Aufgabenstellung: Welche Zeilen der folgenden Auflistung enthalten die Zeichenfolge „bird“? Gib jede dieser Zeilen unverändert zurück.

Einträge aus einem Zeige-Datensatz:
......

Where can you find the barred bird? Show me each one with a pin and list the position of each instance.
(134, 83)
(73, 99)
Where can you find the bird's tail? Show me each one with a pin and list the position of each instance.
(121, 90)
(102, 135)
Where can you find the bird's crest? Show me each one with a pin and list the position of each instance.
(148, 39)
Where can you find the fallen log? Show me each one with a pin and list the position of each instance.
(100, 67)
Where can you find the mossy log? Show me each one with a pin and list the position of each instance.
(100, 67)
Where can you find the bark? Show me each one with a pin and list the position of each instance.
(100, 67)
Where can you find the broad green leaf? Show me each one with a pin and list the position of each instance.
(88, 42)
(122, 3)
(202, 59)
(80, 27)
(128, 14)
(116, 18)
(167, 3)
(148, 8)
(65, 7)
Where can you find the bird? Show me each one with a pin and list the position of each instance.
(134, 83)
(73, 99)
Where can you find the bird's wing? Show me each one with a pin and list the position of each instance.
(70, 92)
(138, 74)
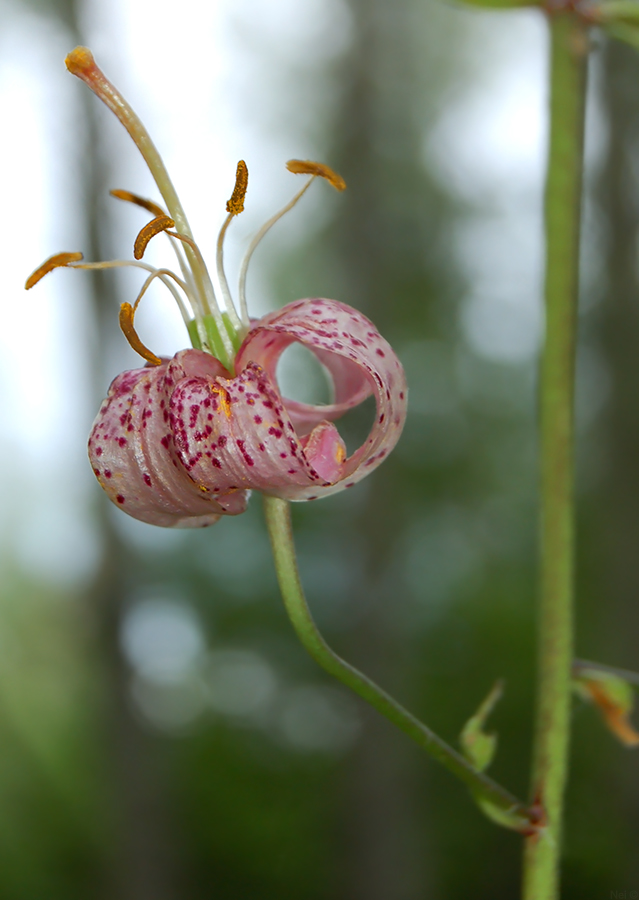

......

Antwort:
Where can you find the barred bird? Show me each one with a pin and list the position of each instance.
Where can you find the bird's tail? Show me each one with a pin and list the position of each instance.
Where can you find the bird's crest? Show me each one with a pin and list the position of each instance.
Where can you find the bird? Show me each one with a pin and list the position of each instance.
Where can you find the bird's wing? Show me each one with a pin and list the position of each instance.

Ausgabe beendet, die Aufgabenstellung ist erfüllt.